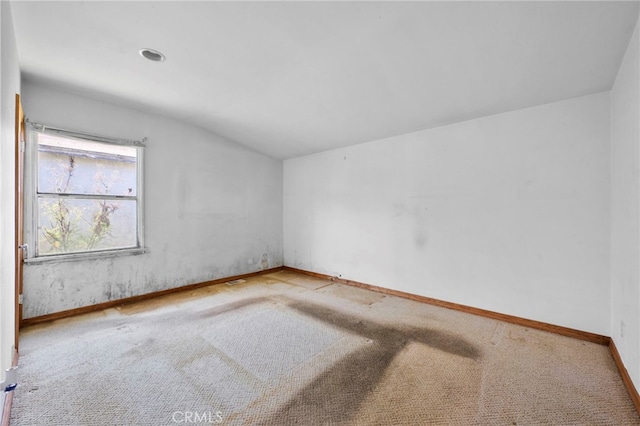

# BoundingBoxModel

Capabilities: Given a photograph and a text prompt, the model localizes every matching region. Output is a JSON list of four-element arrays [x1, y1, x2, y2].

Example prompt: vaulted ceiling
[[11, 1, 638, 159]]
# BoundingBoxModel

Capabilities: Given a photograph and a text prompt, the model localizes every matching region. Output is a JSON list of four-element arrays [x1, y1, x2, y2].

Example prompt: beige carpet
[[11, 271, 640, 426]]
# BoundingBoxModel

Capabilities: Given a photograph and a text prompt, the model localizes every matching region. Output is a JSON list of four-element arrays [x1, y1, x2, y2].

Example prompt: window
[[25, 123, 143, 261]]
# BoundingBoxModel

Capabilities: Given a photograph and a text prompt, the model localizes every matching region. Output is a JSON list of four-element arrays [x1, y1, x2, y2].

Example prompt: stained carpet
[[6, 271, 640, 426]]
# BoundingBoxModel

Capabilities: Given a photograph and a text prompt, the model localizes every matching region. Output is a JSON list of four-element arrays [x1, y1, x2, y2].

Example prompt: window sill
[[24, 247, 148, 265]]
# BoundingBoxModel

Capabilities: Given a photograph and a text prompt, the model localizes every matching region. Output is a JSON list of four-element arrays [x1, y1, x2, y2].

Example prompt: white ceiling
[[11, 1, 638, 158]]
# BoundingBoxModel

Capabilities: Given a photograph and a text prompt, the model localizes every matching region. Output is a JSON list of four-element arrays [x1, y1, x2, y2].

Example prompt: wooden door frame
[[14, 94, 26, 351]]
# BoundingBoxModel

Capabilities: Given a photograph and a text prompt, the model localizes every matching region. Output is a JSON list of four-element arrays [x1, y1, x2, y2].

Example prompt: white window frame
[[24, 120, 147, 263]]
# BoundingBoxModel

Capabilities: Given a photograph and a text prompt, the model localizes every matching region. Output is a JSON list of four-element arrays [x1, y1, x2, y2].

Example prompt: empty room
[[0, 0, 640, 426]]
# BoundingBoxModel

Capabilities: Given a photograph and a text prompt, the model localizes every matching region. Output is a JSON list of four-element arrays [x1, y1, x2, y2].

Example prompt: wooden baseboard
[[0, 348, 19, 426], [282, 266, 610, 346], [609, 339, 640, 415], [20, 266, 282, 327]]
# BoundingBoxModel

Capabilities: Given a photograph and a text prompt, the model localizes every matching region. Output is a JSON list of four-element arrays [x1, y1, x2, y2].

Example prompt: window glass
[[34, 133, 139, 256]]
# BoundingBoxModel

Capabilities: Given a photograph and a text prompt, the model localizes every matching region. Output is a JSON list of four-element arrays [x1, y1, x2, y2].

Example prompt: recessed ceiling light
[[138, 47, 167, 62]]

==

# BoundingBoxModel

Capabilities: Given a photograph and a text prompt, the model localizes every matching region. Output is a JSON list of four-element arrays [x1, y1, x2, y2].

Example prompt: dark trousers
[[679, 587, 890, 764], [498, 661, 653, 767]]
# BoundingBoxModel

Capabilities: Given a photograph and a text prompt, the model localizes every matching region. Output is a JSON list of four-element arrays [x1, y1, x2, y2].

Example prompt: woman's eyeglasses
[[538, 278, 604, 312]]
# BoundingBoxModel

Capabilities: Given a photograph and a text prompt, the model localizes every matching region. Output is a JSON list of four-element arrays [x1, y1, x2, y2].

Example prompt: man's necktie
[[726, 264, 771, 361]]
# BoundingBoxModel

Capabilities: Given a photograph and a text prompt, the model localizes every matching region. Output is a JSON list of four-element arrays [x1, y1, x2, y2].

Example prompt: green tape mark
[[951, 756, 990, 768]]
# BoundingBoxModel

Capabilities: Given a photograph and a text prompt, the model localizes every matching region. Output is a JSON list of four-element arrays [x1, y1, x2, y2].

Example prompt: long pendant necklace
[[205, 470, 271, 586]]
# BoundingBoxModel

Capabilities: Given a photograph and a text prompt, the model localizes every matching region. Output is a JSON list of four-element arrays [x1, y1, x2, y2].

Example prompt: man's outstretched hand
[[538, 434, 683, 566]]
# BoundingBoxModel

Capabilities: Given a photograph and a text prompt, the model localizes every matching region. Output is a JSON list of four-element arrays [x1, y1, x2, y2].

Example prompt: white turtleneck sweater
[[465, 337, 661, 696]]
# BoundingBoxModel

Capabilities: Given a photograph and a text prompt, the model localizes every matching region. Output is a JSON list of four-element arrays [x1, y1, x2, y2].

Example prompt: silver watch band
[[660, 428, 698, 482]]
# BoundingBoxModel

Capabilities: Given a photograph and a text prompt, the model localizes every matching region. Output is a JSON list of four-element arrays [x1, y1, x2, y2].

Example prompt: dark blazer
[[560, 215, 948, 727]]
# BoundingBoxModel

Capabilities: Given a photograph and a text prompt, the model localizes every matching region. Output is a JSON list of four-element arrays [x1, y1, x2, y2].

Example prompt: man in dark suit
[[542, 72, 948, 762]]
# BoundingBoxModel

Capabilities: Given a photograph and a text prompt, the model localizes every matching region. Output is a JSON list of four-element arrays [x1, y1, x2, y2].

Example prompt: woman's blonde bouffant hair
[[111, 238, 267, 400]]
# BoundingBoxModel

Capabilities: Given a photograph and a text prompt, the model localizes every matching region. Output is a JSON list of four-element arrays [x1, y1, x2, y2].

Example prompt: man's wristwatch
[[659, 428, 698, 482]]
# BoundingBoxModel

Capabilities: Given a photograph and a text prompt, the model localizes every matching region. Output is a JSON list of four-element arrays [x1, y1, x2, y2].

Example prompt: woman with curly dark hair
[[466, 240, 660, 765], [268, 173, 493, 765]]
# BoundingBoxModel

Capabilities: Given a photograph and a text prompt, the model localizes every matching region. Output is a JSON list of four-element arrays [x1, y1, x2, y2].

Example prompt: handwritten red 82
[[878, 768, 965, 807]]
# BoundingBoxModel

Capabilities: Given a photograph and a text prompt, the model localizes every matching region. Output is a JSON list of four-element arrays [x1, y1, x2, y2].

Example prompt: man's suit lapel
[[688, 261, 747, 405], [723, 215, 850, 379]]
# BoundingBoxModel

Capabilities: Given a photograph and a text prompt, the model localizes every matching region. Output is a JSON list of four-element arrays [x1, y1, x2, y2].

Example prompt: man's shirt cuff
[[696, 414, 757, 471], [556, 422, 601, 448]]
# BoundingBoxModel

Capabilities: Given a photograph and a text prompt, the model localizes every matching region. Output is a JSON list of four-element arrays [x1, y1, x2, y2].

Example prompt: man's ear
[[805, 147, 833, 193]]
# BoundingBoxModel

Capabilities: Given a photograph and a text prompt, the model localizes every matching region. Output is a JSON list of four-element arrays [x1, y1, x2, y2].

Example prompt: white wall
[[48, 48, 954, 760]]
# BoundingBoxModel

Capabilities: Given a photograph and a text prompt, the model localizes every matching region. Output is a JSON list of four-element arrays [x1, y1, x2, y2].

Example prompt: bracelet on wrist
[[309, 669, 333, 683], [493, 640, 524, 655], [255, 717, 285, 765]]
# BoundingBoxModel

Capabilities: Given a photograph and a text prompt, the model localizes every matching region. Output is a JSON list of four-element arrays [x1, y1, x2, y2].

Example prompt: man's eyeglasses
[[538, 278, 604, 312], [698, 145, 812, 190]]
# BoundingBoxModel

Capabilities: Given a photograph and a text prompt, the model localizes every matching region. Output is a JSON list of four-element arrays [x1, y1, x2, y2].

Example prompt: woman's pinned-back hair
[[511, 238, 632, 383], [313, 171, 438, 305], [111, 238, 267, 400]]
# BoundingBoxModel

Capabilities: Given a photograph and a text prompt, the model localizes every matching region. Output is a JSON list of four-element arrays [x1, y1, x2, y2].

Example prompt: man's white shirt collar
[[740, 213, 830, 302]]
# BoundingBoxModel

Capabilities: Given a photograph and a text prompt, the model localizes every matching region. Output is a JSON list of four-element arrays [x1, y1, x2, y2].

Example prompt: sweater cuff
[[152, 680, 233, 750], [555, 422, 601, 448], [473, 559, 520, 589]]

WHAT TO WORK ON: Please give only the number of lines in the material above that contain the string "eyeglasses", counting case.

OUTPUT FOR THIS TASK: 2